= AIM OF THE TASK =
Consider the entries given below. Count the lines that include "yellow" and give only the count.

####

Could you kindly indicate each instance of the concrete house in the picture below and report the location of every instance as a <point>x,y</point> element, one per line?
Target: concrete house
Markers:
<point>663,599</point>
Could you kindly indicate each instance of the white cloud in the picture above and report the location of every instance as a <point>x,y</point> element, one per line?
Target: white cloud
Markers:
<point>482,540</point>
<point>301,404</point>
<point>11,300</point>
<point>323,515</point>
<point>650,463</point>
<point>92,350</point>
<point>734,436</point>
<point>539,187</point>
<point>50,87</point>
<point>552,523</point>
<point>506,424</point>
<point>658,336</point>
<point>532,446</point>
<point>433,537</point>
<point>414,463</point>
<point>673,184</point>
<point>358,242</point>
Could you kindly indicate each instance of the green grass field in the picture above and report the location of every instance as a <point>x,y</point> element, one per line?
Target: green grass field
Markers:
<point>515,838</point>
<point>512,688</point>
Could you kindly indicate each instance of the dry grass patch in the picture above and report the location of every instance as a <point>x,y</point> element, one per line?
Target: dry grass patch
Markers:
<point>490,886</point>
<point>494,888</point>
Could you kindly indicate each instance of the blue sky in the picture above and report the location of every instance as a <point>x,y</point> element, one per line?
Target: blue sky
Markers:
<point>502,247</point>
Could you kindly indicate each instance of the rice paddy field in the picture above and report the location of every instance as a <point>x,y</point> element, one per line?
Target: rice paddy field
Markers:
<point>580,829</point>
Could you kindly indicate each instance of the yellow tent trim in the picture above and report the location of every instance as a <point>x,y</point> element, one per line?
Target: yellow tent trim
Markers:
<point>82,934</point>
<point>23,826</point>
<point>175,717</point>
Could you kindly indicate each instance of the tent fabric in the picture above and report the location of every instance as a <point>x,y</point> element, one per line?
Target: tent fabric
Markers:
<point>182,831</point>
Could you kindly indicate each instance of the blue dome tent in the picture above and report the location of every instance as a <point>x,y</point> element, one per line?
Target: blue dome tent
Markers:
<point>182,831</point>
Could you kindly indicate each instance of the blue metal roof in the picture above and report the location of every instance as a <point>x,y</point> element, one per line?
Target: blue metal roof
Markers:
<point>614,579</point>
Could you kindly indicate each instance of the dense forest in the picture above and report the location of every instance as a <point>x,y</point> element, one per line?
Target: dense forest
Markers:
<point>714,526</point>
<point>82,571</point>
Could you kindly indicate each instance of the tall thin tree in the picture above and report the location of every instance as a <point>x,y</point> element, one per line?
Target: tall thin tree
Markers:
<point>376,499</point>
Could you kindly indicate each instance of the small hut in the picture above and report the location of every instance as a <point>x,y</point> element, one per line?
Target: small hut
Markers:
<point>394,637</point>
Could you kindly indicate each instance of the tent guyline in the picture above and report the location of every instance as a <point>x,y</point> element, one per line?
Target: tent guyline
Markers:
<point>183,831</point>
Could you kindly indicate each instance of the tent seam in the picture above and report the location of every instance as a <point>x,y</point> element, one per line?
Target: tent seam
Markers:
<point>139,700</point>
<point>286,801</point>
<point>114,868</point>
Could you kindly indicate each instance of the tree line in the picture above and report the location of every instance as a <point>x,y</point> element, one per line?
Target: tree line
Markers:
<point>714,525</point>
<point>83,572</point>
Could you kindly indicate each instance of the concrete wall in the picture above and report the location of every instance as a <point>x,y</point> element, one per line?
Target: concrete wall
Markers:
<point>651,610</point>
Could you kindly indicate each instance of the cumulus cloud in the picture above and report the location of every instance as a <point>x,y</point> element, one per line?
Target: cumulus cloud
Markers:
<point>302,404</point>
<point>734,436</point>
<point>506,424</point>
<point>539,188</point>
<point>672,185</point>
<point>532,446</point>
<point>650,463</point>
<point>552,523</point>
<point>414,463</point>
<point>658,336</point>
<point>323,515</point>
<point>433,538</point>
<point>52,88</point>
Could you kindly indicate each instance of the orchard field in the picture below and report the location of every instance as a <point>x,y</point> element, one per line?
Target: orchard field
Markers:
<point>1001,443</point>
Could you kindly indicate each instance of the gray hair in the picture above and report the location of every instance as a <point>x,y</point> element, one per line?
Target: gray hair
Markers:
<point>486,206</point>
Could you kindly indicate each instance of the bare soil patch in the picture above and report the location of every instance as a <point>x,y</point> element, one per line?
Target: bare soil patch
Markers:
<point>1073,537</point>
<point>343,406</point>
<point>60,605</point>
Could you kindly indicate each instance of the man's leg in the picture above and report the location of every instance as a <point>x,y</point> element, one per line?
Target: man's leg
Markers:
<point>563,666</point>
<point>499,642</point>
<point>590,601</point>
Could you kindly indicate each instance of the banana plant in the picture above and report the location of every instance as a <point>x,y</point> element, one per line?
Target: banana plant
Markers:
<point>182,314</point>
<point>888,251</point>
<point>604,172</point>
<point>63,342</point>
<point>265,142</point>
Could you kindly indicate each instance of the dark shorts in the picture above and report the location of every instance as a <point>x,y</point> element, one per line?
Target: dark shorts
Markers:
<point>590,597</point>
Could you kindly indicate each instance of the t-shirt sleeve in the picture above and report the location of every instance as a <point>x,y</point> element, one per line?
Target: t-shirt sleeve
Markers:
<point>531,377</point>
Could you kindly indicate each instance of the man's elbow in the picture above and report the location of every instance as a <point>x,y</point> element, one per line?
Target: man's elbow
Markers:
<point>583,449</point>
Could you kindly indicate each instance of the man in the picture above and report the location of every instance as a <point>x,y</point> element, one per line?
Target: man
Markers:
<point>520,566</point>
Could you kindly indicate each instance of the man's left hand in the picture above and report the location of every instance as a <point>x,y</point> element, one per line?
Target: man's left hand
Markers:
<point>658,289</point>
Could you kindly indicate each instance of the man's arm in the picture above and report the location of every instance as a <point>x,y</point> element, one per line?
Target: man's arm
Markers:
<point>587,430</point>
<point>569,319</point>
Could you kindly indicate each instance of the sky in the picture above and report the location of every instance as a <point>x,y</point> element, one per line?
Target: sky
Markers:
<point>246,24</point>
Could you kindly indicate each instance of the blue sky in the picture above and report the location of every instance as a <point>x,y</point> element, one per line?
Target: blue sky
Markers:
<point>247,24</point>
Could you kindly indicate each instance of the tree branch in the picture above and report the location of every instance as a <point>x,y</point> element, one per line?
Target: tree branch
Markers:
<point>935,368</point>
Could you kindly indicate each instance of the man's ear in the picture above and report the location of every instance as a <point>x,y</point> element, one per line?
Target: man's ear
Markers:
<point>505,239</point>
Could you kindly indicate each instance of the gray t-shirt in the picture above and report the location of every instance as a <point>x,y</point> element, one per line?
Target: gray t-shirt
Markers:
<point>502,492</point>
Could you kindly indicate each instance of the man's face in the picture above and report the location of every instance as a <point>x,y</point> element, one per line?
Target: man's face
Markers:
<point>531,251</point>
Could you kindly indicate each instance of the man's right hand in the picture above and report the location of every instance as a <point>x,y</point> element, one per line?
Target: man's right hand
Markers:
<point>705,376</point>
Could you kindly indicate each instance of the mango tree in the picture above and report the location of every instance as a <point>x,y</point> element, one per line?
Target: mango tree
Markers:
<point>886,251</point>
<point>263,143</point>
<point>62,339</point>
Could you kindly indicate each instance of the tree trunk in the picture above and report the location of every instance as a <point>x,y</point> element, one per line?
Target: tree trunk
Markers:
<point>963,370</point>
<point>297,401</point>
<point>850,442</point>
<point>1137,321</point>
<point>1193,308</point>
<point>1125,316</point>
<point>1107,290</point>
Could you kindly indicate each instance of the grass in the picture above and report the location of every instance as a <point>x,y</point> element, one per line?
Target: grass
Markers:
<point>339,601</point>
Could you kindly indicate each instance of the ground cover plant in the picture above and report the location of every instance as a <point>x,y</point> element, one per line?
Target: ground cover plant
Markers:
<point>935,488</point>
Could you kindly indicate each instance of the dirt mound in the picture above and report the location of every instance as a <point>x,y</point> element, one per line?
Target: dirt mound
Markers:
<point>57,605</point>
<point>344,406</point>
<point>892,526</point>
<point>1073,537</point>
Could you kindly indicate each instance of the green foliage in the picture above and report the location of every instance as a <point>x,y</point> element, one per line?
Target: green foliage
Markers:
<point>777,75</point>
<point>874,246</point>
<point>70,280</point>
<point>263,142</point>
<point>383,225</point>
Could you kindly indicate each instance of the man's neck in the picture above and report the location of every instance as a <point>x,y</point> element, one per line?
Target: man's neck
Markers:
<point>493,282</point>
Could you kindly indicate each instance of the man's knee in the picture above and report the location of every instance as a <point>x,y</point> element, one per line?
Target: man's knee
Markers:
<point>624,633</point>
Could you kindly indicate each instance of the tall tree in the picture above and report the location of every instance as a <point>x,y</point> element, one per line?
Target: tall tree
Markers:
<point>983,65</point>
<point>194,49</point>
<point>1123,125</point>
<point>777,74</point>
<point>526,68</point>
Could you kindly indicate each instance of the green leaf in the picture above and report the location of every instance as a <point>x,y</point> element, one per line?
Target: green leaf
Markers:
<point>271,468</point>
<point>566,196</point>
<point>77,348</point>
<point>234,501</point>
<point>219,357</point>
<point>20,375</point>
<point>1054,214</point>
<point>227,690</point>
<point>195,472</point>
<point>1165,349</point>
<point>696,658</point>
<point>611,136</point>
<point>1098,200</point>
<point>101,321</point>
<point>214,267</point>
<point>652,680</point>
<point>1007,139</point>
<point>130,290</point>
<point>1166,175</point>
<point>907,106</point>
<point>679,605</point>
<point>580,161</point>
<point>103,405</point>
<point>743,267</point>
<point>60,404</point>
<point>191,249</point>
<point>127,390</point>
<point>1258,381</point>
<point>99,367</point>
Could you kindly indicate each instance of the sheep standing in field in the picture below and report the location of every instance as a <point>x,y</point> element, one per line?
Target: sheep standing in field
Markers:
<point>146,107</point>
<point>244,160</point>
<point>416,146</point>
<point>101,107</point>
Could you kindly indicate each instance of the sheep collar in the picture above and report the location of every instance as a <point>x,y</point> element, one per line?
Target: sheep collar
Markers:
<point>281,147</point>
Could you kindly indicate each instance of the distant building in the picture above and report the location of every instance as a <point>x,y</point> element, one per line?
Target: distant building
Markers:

####

= ANSWER BOX =
2